- **REQUIRED ACTION 1**:
In the story about the old man with Parkinson's disease, what was once a source of delight and peace for him?
- **REQUIRED ACTION 2**:
Translate this sentence from the story about the old man with Parkinson's disease into Spanish: "The neurons in his brain were tired with age."
- **REQUIRED ACTION 3**:
Continue the story about the old man with Parkinson's disease, picking up right after its last sentence.

──────── TEXT BLOCK

It had robbed his soul of a moving body. The neurons in his brain were tired with age. Parkinson’s disease is a mysterious and incurable force.
But through the darkness and unanswerable questions, sometimes miracles await. This moment came for a man who spent his youth feeling the breezes, letting cold streams wash over his feet, praising the beauty of the nature all around him.
People had given up. Perhaps he had given up—almost. His body was stiff, frozen, remembering what it was like to run and jump and swim and lounge. But one person remembered to give him a chance at joy, at least through memory and touch. This person knew that fly fishing was a source of delight and peace once upon a time. This person watched as the old man sat, motionless by a rushing river, wishing his body back to youth. And then, something amazing happened.

────────────────
──────── DATA SECTION

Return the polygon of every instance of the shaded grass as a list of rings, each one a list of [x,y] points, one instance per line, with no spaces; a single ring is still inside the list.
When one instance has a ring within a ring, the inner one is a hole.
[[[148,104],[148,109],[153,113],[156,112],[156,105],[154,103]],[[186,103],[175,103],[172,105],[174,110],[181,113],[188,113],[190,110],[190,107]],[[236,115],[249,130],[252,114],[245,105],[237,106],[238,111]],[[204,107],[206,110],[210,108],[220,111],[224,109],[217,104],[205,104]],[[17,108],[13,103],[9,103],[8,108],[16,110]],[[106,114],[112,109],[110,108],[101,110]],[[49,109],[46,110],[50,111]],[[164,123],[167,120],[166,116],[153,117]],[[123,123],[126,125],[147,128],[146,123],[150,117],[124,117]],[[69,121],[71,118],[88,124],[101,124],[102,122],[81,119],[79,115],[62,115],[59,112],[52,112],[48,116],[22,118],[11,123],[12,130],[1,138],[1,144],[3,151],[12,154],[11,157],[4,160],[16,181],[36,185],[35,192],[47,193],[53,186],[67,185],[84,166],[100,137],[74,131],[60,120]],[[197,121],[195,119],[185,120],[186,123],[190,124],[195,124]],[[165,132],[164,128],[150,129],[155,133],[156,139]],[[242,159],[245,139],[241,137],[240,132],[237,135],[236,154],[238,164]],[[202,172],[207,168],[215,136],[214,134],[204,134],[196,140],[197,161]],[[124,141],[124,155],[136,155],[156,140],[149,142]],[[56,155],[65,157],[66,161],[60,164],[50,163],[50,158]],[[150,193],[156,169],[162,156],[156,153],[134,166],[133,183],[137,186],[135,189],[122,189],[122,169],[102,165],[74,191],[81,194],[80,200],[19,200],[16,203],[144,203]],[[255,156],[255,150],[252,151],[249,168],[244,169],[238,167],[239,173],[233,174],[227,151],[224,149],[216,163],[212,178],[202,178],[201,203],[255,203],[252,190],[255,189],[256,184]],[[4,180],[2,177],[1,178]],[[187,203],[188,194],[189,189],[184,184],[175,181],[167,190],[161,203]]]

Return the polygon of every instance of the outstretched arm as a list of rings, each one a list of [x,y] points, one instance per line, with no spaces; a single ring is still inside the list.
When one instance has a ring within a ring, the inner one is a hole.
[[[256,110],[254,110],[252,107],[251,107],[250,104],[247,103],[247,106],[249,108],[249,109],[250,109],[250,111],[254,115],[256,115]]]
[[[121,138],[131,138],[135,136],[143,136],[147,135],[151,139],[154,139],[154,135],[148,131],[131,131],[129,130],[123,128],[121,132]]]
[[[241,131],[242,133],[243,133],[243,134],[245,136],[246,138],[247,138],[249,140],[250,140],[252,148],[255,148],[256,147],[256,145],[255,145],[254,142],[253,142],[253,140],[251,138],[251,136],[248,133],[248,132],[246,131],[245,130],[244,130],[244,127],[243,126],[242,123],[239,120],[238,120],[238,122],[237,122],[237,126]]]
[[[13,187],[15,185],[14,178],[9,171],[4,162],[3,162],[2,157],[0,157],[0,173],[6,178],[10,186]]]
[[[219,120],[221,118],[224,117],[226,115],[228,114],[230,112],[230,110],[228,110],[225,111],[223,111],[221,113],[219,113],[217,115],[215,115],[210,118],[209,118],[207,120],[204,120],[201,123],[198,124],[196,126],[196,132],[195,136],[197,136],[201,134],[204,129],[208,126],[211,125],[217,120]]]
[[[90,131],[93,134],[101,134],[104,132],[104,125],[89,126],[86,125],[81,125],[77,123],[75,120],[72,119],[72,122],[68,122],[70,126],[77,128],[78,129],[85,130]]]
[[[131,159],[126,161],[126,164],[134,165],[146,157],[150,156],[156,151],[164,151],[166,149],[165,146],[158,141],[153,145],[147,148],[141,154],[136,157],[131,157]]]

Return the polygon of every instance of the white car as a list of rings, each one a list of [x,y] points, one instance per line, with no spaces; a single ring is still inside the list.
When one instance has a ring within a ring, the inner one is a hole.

────────────────

- **WRITTEN REPLY 1**:
Fly fishing.

- **WRITTEN REPLY 2**:
Las neuronas de su cerebro estaban cansadas por la edad.

- **WRITTEN REPLY 3**:
The old man, paralyzed by disease, sat with a fly-fishing rod perched in his hand almost as a keepsake. And the keepsake turned into a magic wand as the man began to move with the rhythm of his fishing days. He stood and, for the first time in years, fluidly went through the glorious motions—whip and swirl and sink, whip and swirl and sink—of one of his earlier passions. Pure bliss, stored in the soul of a man who seemed forever stuck, literally moved him into flight.
Let’s never forget to hold onto hope, to keep trying. We may find life’s most amazing surprises.